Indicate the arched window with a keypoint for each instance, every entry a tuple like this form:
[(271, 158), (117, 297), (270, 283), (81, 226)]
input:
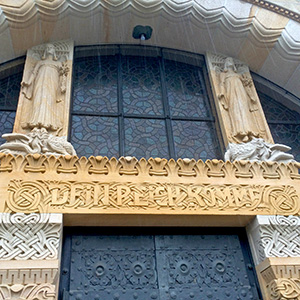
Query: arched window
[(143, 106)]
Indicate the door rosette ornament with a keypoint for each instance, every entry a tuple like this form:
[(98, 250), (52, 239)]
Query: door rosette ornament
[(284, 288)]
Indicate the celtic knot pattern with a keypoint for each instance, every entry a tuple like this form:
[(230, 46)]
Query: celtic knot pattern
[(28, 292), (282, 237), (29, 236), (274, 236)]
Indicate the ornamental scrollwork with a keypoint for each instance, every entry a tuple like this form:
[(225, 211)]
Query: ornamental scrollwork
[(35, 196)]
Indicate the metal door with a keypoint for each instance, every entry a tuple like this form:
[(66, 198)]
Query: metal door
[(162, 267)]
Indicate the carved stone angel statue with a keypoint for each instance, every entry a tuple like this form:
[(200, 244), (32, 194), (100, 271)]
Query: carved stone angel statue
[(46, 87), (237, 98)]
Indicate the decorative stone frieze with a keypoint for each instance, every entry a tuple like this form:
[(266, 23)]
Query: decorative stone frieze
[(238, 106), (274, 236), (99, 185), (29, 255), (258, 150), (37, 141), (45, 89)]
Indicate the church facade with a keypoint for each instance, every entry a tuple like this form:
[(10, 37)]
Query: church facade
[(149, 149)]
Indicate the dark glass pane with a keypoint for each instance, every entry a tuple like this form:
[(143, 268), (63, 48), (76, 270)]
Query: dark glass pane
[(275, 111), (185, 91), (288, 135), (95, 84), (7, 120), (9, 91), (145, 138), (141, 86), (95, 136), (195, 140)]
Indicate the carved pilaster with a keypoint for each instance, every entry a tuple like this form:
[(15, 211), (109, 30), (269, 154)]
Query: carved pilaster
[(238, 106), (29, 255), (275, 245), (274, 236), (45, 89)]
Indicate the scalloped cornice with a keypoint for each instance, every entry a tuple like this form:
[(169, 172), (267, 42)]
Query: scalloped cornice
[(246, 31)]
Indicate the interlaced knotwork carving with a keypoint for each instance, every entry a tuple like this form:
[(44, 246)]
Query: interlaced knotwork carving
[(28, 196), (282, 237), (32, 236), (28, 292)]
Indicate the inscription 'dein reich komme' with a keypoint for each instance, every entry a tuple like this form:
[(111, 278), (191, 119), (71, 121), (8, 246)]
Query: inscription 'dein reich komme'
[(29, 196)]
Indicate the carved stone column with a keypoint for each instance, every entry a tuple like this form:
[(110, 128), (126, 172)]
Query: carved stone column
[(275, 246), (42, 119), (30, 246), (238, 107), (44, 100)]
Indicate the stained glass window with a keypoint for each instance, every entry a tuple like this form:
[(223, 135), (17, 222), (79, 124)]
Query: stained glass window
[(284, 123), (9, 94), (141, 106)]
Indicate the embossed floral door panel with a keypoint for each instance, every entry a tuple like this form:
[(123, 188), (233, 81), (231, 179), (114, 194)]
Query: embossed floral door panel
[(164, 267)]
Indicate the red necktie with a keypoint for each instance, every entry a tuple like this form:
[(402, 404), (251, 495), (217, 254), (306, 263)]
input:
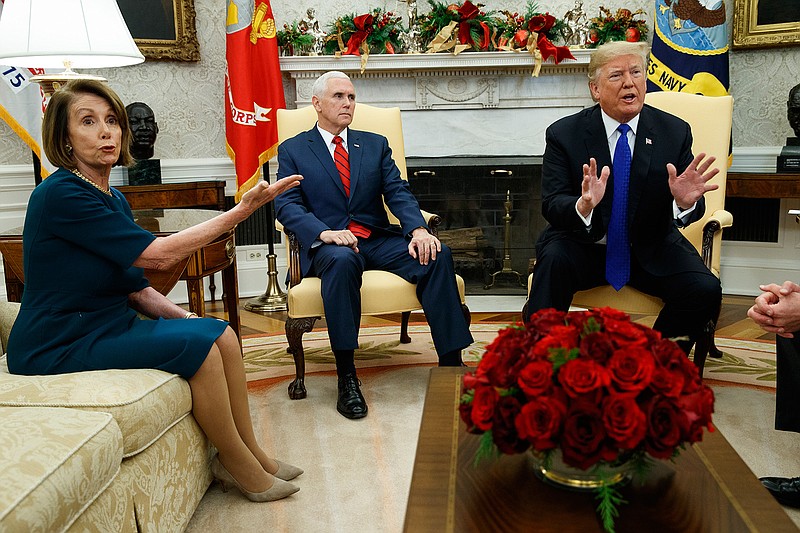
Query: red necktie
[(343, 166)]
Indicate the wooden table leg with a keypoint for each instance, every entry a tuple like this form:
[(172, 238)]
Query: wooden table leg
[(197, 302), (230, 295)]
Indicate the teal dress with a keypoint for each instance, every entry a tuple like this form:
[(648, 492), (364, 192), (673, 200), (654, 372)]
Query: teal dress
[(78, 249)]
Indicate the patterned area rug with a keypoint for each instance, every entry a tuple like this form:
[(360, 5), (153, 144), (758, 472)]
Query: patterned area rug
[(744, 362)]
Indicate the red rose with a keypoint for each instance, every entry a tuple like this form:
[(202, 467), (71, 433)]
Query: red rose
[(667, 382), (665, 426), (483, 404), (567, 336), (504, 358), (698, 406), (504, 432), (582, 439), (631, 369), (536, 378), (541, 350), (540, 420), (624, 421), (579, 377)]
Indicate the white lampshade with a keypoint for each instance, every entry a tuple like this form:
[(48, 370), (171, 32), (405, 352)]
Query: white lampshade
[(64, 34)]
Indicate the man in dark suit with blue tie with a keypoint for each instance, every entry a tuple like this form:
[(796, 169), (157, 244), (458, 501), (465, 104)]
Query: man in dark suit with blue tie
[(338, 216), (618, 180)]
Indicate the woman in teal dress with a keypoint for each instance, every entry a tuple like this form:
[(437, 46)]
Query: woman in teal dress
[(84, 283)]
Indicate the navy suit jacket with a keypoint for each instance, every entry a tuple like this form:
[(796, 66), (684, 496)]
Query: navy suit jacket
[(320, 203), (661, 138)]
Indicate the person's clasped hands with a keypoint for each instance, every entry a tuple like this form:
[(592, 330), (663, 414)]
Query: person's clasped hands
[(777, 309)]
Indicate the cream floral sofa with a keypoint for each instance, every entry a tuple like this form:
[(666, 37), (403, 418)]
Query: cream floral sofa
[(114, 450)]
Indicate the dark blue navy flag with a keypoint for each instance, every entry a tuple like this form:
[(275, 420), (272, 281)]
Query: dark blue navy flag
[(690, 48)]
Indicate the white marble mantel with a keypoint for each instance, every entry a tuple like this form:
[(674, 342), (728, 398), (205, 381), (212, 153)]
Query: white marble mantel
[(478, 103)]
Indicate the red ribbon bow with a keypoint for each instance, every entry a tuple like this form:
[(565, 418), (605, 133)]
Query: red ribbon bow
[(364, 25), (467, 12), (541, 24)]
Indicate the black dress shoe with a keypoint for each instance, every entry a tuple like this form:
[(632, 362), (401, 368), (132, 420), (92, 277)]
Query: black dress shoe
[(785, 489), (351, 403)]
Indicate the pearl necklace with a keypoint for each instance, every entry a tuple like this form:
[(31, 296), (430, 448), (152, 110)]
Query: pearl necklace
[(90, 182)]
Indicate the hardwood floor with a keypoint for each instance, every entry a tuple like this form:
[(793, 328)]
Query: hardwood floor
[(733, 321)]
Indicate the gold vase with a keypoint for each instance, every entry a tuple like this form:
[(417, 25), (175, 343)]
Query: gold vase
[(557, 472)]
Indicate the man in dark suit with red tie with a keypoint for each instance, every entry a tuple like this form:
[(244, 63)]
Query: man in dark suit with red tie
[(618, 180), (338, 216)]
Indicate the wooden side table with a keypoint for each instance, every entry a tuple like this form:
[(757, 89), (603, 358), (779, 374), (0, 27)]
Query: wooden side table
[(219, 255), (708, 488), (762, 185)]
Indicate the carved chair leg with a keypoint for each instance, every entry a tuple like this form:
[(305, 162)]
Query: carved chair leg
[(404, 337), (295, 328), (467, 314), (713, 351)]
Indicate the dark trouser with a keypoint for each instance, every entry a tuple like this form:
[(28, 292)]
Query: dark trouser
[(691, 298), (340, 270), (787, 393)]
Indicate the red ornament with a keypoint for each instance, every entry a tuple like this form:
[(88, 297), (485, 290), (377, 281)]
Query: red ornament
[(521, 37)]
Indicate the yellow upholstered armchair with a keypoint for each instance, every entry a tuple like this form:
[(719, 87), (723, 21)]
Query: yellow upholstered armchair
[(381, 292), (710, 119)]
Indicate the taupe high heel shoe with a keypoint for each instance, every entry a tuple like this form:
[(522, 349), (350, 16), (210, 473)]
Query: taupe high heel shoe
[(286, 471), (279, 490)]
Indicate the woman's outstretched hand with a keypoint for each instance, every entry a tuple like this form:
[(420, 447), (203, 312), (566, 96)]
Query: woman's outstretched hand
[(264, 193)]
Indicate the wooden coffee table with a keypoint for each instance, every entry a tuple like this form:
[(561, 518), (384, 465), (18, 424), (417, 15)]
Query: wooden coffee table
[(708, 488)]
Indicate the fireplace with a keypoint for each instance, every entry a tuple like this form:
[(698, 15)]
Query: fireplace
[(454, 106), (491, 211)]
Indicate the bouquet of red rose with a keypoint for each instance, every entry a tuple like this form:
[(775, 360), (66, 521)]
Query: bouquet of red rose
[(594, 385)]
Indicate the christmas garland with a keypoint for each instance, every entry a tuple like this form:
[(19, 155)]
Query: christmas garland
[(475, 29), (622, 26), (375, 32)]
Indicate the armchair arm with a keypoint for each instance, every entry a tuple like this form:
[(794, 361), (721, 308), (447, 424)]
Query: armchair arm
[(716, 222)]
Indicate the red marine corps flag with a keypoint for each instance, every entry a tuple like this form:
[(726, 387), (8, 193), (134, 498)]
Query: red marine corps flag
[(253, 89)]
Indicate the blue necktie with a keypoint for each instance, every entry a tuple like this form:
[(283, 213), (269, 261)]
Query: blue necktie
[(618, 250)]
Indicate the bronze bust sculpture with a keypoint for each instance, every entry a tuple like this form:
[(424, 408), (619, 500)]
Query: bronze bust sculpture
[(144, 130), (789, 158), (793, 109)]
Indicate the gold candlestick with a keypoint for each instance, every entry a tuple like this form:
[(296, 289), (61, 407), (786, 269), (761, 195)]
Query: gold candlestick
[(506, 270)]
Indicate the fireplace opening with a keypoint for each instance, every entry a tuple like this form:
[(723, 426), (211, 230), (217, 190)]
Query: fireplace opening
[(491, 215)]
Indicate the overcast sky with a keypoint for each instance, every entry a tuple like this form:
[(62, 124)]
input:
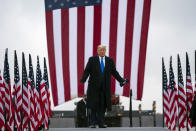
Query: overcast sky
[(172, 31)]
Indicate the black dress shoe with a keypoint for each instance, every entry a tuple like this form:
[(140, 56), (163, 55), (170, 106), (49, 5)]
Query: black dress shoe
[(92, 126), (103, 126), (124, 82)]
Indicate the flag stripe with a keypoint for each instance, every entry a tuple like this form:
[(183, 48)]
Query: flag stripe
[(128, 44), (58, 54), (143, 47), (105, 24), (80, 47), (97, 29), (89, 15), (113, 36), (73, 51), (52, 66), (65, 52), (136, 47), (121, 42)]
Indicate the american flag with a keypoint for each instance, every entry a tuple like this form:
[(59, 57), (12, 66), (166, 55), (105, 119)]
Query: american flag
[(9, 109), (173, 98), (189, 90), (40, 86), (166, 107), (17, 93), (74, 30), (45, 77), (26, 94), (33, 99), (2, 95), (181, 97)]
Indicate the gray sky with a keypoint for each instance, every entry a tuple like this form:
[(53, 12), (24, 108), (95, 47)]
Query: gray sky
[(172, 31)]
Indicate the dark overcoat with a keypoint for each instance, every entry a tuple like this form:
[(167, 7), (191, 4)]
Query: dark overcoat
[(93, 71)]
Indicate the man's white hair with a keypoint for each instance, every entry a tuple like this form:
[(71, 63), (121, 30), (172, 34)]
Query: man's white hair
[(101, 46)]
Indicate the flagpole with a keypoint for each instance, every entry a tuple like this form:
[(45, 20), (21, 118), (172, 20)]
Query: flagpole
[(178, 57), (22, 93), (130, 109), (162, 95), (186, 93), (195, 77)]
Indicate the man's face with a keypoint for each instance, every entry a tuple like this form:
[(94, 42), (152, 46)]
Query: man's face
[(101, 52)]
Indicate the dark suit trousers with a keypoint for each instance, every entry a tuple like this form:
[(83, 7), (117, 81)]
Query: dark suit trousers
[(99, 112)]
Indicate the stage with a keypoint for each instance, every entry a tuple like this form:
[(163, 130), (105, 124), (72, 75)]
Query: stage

******************************

** Task description **
Write out again every line from the line with "Indicate the carved chair" up to and including the line with "[(286, 471), (279, 490)]", offsetting each coordinate in the answers by adding 17 to it. Change nothing else in those lines.

** Output below **
Indicate the carved chair leg with a keypoint for each instance, every entry a tuple like this form:
[(305, 162)]
Query: carved chair leg
[(421, 354), (312, 345), (484, 331), (730, 368)]
Indicate the dark trouser with a keypoint for each instance, every entry a tuple like this form:
[(28, 292)]
Query: dark trouser
[(708, 315), (357, 287), (804, 410)]
Indicate the red ornament with a keypoint for each instance, every entry a tuple like this form:
[(88, 297), (485, 290), (377, 281)]
Query: red ornament
[(538, 54)]
Indicate the yellow upholstered armchair with a keypoint for each instance, every entry a tuple like this form:
[(719, 87), (723, 21)]
Query: yellow upholstered armchair
[(398, 309), (727, 136)]
Indicate the taupe high heel shoe with a keypoint for each instance, every entry a tuple like this form:
[(522, 349), (350, 16), (210, 473)]
Query: taupe high heel shoe
[(303, 488), (296, 507)]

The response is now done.